SOURCE EXCERPT |
══════════
Sharon remembered the long discussions she and Kathie had had. Once Kathie started drinking wine, she couldn’t stop talking. And her conversations always centered on her husband and his family.
Kathie even told one story about a fire in a Manhattan building that killed a man. She claimed it had been a case of arson, that it was part of the never-ending power grab for real estate in New York, though, of course, there was never any proof.
“You don’t know these people, Sharon. You really don’t know what they’re like,” she said to Sharon between long gulps of red wine.
While Jim continued to speak with the media, his sister Mary shut herself off completely. Aside from their mother, the loss of Kathie had affected Mary the most. She was emotionally fried, unable and unwilling to discuss Kathie’s disappearance with anyone, especially reporters. She had even found it difficult to talk to Joe Becerra during her four-hour interview.
If a reporter wanted to speak to Mary, they had to go through Jim, ask him the question, and he’d call his sister. If a question was posed to Jim that he couldn’t answer, he called Mary.
With Bobby now on the run, Mary refused to answer any questions directed her way. For Mary, the entire episode was a nightmare, a bad dream with no ending.
—
As the Thanksgiving holiday came and went and Christmas approached, Bobby Durst was still a fugitive. He had the money and the resources to hide just about anywhere, from an island in the Caribbean to the wilderness in South America. Heightened security, a result of the attacks on the World Trade Center and Pentagon, had made it that much more difficult to sneak out of the United States, so law enforcement, including the FBI in Houston, figured that Bobby was probably still in the country. Just where was the big question. There had been several sightings, including one in San Marino, California, which was about three hundred miles north of San Francisco. Bobby owned property there, in a remote area, but neither that sighting, nor any others, panned out.
America’s Most Wanted, a weekly program on the FOX Network, was preparing to air a segment on Durst, having interviewed Jim McCormack, Gilberte Najamy, and Jeanine Pirro. The show was slated to air December 1, 2001.
══════════
[Excerpts of annotation listing]

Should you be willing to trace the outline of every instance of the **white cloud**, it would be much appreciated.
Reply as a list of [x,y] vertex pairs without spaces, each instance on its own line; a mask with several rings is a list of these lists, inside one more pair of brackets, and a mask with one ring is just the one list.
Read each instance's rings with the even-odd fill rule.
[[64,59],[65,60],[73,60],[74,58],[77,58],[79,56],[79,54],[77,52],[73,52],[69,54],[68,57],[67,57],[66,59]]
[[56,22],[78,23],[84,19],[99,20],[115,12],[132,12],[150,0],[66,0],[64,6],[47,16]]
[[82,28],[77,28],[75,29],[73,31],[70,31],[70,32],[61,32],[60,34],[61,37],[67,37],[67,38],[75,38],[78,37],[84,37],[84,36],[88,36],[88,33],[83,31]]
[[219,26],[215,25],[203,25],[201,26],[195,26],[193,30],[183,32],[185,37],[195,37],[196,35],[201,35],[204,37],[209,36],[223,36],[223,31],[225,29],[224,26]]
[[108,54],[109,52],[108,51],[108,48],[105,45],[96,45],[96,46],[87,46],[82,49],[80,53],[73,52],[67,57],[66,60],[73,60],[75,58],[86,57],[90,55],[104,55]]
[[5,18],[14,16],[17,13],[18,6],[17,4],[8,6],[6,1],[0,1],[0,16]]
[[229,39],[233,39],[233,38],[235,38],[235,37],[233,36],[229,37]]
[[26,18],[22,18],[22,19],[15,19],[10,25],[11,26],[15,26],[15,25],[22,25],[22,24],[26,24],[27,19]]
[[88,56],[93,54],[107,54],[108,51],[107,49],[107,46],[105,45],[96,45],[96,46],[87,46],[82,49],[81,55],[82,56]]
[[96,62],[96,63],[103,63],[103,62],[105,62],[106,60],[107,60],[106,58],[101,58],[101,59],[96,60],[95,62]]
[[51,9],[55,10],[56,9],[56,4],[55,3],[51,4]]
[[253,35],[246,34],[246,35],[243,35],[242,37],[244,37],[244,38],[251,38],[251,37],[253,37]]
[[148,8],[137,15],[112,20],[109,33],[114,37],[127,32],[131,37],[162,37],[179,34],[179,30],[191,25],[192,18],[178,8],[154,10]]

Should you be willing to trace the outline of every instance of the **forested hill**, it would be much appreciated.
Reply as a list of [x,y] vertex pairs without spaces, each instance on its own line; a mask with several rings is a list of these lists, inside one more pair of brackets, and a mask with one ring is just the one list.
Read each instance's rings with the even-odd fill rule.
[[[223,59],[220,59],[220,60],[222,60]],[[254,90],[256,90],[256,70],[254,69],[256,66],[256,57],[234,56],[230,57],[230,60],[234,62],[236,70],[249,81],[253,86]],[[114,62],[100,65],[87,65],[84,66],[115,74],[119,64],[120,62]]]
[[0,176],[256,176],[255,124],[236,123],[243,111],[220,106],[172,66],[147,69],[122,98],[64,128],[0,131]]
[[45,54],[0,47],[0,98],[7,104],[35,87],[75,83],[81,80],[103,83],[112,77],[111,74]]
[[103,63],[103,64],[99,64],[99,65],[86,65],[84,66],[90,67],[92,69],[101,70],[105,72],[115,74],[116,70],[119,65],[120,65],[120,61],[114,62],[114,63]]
══════════
EXERCISE INSTRUCTIONS |
[A] From the excerpt on the Durst case, write out the passage starting at "Kathie even told" and ending at "of red wine.".
[B] Extend the excerpt on the Durst case by writing what comes after its final sentence.

FINAL RESULTS |
[A]
Kathie even told one story about a fire in a Manhattan building that killed a man. She claimed it had been a case of arson, that it was part of the never-ending power grab for real estate in New York, though, of course, there was never any proof.
“You don’t know these people, Sharon. You really don’t know what they’re like,” she said to Sharon between long gulps of red wine.

[B]
Police did find and freeze one of Bobby’s bank accounts, containing about $2 million, and were keeping an eye on one Debrah Lee Charaton, a real estate broker from New York who, surprisingly, happened to be Bobby’s wife.
They had met in the late 1980s, at a Christmas party. Charaton was the successful owner of Bach Realty, a commercial real estate firm with more than $100 million in sales. They married a year earlier, on December 11, 2000, little more than three weeks after Bobby arrived in Galveston. It was a simple ceremony, witnessed only by a rabbi. Bobby flew to New York, where he and his new bride exchanged vows, then he was off again, to destinations unknown.
When news filtered through to the McCormack family that Bobby had remarried, they couldn’t figure out how it could be. He was still technically married to Kathie, or so they thought. They would soon learn through news reports that Bobby had divorced Kathie in 1990, placing a single ad in a New York law magazine to fulfill a requirement to publicize the action.
It was another blow, an unexpected hit, but one that Jim took in stride. Following Morris Black’s murder, Jim wasn’t shy about expressing his theories to reporters, saying that Black’s murder only confirmed what the McCormack family had been saying for years—that Bobby had a propensity for violence.
Jim didn’t mind saying that.
He had lost patience with Jeanine Pirro, who had won her bid for reelection by only six percentage points.
Pirro spent $1.4 million on her campaign against Tony Castro, who spent little more than $100,000. Included among Pirro’s campaign contributions was $24,500 from Hushang Ansary. A former Iranian ambassador, Ansary was now a U.S. citizen and oil-field-equipment-company owner who was worth millions. A major contributor to Republican Party candidates, he was a longtime supporter of President George W. Bush. Ansary contributed $100,000 to the Bush presidential campaign in 2000.
Pirro, with her deep Republican ties, parlayed the visit to Texas for the Durst hearing into a visit with Ansary, who lived in Houston, only forty-five minutes from Galveston.
Ansary’s $24,500 check was the largest single contribution to Pirro’s campaign, making the trip to Texas a successful campaign stop, but adding nothing to the Kathie Durst investigation.
24
A security camera hanging on a ceiling inside the Wegman’s supermarket was pointed at the strange little bald man, who had taken a Band-Aid from a box and placed it over his upper lip.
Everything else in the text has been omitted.